> Texto fuente:
____________

Un aimara boliviano, entre los líderes de la protesta de los siux


La guerra del agua cambió nuestra Bolivia e impulsó una manera de lucha en favor al medioambiente para nuestra subsistencia. El agua, así como lo es el petróleo, es escasa en muchos países y abundante en otros. Cuando estos se juntan, por alguna razón, los efectos son desastrosos.

En el país más poderoso del mundo se está librando una batalla sin precedentes y aunque no es una noticia que esté acaparando los titulares del mundo, sus consecuencias tendrán repercusiones que estarán con nosotros por el resto de nuestras vidas.

El medioambiente está en peligro y así como en nuestras selvas del Tipnis, los defensores son indígenas. La diferencia es que son indígenas gringos. En medio de ellos, hay un aimara, Diego Apaza.

El viaje

Son dos vuelos diarios desde Miami hacia Bismarck, la capital de Dakota del Norte, una ciudad de 67.000 habitantes, donde la mayoría de ellos viven de la agricultura y la ganadería. Este estado se encuentra a orillas del río Misuri y está lleno de historia, sobre todo de la época de la conquista del oeste.

Desde niño recuerdo películas y series en la televisión con cowboys e indios y cómo fueron conquistados. Recuerdo al gran cacique de los siux Toro Sentado, también a Búfalo Bill. La historia nos cuenta cómo los nativos pieles rojas fueron derrotados por el hombre blanco, que sus tierras fueron confiscadas y que ellos fueron obligados a vivir en reservas, que los vicios como el alcohol y las drogas del hombre blanco los subyugaron.

En la actualidad estas reservaciones cuentan con leyes independientes a los estados de los cuales forman parte y se han modernizado gracias al surgimiento de casinos en sus territorios.

Ahora, una empresa petrolera planificó un oleoducto que llevará petróleo desde Dakota del Norte hasta Pakota, Illinois con una tubería de 1.886 kilómetros y un costo de $us 3.800 millones. Cuando fueron a pedir permiso para pasar por Dakota del Norte, las autoridades de Bismarck se negaron a que este oleoducto pase por debajo del río Misuri, ya que cualquier desperfecto podría contaminar millones de litros de agua potable. Por esta causa la empresa pidió pasar por terrenos de propiedad de los ingenieros del Ejército de Estados Unidos, que les concedieron la autorización sin pensar que la mayoría de estas tierras también comprometen territorios sagrados de los siux. En camino a tierra de los siuxs, está el gran campamento Standing Rock erigido por más de 250 naciones nativas desde donde más de 7.000 personas, entre familias indígenas y defensores del medioambiente luchan su propia guerra del agua.

____________

> Material proporcionado:
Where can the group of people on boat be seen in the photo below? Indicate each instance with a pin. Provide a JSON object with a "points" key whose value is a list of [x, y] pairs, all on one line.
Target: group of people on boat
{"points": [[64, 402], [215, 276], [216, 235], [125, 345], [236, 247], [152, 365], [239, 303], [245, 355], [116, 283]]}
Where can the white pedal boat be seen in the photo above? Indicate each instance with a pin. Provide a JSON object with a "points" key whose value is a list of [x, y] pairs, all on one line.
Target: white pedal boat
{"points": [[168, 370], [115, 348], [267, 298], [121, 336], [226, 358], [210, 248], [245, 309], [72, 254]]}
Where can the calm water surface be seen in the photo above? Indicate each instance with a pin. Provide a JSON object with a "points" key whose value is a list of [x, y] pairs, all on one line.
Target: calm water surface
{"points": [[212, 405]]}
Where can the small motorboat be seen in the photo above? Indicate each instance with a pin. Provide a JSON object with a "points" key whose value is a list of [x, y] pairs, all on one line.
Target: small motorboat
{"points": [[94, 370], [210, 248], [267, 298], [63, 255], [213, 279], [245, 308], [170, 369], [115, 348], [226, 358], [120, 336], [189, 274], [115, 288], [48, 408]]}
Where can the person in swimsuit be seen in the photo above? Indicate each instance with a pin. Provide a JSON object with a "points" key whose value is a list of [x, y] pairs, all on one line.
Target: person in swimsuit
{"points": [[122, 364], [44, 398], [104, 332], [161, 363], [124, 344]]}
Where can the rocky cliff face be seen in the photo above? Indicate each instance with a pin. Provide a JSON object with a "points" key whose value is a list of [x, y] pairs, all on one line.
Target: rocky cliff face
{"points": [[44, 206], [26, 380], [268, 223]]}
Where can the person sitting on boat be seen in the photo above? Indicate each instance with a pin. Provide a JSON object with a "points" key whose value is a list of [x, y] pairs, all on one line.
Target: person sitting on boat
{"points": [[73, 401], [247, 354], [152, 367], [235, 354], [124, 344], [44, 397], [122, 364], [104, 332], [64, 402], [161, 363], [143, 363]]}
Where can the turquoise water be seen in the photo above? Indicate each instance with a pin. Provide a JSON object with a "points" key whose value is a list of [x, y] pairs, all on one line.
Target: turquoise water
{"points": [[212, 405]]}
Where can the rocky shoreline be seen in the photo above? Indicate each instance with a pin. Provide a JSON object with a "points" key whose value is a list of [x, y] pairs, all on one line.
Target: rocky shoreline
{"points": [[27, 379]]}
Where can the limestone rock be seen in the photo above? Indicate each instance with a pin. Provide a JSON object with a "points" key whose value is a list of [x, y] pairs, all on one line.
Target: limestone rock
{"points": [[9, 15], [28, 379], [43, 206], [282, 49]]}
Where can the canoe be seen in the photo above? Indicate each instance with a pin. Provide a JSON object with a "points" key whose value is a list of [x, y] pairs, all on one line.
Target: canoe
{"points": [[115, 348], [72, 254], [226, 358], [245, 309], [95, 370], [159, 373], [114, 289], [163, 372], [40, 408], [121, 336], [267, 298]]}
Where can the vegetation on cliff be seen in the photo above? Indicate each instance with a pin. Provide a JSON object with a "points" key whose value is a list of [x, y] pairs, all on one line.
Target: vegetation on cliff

____________

> Encargo: Por favor, actualiza el pasaje del texto sobre el aimara en la protesta de los siux, empezando por "Un aimara boliviano, entre" y siguiendo hasta "efectos son desastrosos.", y pon "lucha por el agua" donde dice "guerra del agua".

> Respuesta:
Un aimara boliviano, entre los líderes de la protesta de los siux


La lucha por el agua cambió nuestra Bolivia e impulsó una manera de lucha en favor al medioambiente para nuestra subsistencia. El agua, así como lo es el petróleo, es escasa en muchos países y abundante en otros. Cuando estos se juntan, por alguna razón, los efectos son desastrosos.